List every line in the records below that contains the string "bumper". Case counts.

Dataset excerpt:
====================

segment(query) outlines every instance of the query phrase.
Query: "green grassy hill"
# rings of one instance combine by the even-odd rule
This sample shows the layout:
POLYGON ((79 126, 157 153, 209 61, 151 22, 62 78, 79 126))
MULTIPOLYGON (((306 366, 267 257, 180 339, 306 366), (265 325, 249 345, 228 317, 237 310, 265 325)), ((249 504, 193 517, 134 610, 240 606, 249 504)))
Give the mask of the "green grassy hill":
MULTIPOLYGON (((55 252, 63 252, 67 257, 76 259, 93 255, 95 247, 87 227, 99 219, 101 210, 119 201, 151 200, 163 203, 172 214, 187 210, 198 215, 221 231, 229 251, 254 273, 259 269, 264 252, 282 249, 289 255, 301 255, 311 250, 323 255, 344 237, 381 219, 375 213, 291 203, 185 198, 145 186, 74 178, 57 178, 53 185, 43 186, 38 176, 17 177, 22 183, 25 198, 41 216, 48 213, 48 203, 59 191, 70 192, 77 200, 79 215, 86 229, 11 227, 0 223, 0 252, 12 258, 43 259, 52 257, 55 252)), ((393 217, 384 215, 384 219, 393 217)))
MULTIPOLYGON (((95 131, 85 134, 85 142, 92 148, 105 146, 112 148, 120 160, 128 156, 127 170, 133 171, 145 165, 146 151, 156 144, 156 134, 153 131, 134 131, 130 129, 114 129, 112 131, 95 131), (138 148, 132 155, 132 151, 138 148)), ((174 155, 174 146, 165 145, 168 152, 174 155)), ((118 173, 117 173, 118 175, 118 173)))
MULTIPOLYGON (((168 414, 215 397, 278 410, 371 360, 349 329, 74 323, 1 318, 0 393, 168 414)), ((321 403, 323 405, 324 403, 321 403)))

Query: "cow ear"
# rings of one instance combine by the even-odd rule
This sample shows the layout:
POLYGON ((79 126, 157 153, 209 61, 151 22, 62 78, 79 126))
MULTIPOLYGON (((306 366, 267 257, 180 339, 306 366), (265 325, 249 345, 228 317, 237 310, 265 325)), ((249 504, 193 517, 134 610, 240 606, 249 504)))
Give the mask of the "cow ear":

====================

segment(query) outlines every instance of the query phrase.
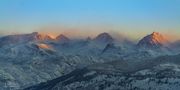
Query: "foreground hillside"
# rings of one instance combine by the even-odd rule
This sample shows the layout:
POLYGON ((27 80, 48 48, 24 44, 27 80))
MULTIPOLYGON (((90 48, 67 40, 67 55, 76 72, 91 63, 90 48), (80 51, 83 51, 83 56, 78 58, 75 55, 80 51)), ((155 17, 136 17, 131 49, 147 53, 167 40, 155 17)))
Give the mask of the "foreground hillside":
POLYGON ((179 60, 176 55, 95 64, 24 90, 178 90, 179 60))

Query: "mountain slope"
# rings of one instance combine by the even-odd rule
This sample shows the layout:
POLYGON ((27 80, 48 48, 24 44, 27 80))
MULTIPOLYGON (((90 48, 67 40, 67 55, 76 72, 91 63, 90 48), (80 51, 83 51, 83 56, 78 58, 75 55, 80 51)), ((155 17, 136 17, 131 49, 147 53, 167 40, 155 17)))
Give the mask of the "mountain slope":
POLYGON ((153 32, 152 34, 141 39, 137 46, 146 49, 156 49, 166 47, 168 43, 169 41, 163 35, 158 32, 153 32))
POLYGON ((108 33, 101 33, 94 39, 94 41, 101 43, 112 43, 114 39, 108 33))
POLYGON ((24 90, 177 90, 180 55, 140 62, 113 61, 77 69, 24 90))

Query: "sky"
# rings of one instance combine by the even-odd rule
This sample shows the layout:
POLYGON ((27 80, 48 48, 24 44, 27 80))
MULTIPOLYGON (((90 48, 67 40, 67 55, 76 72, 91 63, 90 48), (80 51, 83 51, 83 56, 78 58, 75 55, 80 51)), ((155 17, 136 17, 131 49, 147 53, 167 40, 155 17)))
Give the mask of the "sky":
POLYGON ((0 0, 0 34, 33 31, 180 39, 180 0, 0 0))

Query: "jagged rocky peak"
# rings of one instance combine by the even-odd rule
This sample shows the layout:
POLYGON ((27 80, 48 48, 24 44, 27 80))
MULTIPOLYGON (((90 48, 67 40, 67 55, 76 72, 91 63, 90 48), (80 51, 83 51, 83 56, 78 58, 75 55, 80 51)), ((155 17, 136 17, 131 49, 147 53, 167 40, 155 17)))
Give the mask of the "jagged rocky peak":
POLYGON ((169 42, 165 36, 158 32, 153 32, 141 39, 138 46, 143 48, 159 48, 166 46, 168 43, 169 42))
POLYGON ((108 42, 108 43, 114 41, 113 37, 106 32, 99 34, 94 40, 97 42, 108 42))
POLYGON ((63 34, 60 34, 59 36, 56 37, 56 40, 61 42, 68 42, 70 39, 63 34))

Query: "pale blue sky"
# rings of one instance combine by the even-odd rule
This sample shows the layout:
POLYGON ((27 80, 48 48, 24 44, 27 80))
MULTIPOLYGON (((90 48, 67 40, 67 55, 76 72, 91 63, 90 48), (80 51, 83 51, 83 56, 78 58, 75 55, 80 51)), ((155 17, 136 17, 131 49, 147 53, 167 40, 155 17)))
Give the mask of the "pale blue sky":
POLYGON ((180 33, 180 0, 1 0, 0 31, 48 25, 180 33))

====================

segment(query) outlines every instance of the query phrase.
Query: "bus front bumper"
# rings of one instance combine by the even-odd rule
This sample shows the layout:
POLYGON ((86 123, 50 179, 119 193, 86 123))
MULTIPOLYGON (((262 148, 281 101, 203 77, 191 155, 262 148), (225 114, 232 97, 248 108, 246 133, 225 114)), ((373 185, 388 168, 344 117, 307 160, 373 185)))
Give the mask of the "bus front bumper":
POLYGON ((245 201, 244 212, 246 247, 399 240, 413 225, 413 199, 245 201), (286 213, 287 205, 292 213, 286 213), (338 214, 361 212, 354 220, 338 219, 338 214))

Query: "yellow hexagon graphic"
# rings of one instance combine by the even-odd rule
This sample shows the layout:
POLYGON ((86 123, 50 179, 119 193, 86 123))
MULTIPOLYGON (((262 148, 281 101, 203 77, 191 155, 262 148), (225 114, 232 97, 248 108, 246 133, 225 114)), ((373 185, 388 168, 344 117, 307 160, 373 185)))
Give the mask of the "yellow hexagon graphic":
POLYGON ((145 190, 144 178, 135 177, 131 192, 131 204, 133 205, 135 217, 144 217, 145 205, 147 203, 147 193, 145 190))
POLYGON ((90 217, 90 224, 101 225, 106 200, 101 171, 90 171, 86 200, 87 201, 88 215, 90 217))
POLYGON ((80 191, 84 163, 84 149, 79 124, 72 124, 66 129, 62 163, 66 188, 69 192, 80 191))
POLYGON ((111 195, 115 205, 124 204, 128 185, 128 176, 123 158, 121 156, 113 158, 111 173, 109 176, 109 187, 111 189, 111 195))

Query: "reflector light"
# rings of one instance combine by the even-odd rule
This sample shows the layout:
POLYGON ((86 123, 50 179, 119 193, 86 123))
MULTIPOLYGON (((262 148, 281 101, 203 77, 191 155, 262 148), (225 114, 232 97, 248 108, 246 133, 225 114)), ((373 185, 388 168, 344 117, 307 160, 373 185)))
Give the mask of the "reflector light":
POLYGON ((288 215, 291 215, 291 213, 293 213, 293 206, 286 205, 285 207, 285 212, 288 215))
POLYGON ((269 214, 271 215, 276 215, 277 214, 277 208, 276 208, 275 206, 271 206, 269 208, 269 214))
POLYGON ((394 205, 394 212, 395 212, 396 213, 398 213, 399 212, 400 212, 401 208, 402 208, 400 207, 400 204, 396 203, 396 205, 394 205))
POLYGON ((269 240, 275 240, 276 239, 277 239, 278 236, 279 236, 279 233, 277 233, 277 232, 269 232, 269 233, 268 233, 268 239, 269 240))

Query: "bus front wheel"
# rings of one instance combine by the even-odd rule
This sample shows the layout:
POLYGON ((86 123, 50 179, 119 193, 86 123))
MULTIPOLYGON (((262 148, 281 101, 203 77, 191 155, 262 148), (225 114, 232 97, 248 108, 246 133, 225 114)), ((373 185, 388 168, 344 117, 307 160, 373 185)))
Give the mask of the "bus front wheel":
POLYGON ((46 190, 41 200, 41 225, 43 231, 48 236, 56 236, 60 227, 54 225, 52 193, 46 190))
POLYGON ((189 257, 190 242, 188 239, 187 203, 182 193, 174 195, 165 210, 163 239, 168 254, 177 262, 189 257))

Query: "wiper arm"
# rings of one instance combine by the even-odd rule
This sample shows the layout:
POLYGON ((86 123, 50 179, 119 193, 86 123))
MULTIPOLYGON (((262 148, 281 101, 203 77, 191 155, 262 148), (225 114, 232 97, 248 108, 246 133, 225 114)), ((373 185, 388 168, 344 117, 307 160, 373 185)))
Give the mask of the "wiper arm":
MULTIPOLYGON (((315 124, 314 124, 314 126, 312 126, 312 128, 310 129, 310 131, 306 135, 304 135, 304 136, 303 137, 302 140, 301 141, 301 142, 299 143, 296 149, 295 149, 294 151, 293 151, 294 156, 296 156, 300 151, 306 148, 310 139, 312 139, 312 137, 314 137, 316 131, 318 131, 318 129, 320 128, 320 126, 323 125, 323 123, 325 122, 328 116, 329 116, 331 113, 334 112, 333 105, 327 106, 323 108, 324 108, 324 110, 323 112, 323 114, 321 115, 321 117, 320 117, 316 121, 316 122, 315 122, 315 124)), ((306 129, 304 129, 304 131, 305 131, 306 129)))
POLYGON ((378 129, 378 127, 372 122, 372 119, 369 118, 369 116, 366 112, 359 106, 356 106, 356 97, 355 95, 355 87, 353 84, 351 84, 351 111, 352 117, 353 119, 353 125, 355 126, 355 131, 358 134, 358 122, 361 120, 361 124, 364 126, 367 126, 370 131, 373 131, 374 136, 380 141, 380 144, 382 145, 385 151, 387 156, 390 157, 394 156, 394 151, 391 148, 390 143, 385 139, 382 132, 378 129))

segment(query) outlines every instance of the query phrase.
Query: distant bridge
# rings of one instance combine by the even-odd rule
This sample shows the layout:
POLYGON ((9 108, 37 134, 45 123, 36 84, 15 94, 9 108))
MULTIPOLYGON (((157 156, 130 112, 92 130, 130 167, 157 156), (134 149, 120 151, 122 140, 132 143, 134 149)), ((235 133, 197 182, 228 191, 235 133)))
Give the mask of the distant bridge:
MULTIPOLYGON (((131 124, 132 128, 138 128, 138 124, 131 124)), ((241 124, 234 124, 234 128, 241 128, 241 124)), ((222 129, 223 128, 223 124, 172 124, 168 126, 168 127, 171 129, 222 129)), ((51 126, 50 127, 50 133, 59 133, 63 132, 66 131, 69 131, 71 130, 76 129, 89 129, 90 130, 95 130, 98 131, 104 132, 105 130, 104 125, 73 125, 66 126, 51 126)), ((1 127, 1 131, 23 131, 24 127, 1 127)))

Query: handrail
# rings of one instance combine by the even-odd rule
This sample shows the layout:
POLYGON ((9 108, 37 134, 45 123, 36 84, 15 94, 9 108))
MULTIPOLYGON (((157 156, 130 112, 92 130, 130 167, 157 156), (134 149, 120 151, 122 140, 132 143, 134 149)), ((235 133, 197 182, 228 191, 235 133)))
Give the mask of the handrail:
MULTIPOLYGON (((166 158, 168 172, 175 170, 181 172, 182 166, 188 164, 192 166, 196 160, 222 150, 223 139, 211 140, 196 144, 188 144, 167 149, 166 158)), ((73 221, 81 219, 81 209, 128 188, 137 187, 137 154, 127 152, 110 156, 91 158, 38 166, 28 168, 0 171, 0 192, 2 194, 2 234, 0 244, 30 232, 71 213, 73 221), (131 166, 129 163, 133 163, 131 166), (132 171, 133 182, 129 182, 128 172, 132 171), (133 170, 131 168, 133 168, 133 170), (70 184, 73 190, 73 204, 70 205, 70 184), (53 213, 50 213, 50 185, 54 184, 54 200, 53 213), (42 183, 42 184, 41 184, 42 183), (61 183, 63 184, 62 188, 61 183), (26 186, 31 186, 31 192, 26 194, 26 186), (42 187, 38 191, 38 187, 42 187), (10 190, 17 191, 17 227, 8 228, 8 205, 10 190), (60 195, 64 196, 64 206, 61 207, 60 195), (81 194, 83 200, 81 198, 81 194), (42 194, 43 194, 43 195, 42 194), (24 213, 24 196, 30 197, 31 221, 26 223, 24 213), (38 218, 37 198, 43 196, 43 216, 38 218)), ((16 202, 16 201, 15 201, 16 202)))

====================

- Full response
Query: "bus front bumper"
Give the mask of the "bus front bumper":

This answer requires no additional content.